▸ PROBLEM DETAILS
Each record that follows must be reproduced exactly.

▸ EXCERPTED RECORDS
◇ ◇ ◇
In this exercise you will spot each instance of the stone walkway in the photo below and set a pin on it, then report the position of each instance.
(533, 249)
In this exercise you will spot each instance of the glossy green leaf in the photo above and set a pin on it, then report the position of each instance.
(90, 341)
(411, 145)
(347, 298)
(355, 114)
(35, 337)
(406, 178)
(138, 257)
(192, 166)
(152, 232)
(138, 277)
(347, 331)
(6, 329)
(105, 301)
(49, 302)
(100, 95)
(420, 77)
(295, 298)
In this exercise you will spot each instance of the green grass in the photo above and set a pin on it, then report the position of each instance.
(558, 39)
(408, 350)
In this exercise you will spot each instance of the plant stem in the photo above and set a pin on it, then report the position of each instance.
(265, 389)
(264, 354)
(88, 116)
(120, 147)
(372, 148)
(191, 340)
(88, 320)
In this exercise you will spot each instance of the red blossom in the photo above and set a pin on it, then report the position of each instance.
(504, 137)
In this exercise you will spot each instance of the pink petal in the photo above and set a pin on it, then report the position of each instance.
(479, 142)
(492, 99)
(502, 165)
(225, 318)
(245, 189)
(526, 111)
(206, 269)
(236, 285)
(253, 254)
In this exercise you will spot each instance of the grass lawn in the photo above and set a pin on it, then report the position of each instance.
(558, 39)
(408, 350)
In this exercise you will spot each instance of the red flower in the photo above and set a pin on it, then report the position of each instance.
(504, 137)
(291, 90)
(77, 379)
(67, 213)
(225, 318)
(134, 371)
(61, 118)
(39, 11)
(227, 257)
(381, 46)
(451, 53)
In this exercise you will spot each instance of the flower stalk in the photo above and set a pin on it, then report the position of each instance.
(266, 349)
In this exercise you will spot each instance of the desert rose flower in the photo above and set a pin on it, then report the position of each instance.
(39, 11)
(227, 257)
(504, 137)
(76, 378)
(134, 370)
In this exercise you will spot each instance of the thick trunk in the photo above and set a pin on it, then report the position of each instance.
◇ ◇ ◇
▸ ANSWER TO THIS TASK
In this exercise you will spot each instance of the stone walkway in the photo below and set a pin on it, then report the position of each instance.
(533, 249)
In this exercise you will spot each instance of the glossy green leaf in the photo above and set a pin on it, then report the position of each instance.
(90, 341)
(411, 145)
(347, 298)
(355, 114)
(35, 337)
(406, 178)
(138, 257)
(192, 166)
(152, 232)
(138, 277)
(347, 331)
(6, 329)
(105, 301)
(49, 302)
(100, 95)
(420, 77)
(295, 298)
In this exercise you will spot each instance of the green grass in the photo above and set a pin on it, then report the position of each instance.
(558, 39)
(408, 350)
In this exercise you will spot each instance of the plant stem in the photo above and set a pin on it, then report the position of each instance.
(265, 389)
(264, 354)
(88, 116)
(120, 147)
(372, 148)
(191, 340)
(88, 320)
In this exercise you will spot each instance of the red blossom in the photo above and set a pin on it, then report the position of each instance.
(504, 137)
In this exercise you will spot each instance of the pink petal in the photo above and set a pin on it, then report the position of each instance.
(479, 142)
(492, 99)
(502, 165)
(225, 318)
(245, 189)
(526, 111)
(206, 269)
(236, 285)
(253, 254)
In this exercise you will spot each instance of the grass lawn in the photo above and set a pin on it, then report the position of each instance.
(558, 39)
(408, 350)
In this exercise you will spot each instance of the red flower in the photo above and set a pin on it, then report the position of each instance.
(504, 137)
(291, 90)
(77, 379)
(67, 213)
(225, 318)
(134, 371)
(61, 118)
(39, 11)
(227, 257)
(381, 46)
(451, 53)
In this exercise you will spot each instance of the flower stalk in the photo above and set a pin on it, then report the position of each instance.
(266, 349)
In this exercise you will spot each instance of the desert rose flower in the photo above and set a pin on it, then report the position of each instance.
(39, 11)
(227, 257)
(504, 137)
(76, 378)
(134, 370)
In this exercise you will spot each instance of the thick trunk in the photo above and set a pin on it, then report the position of each instance.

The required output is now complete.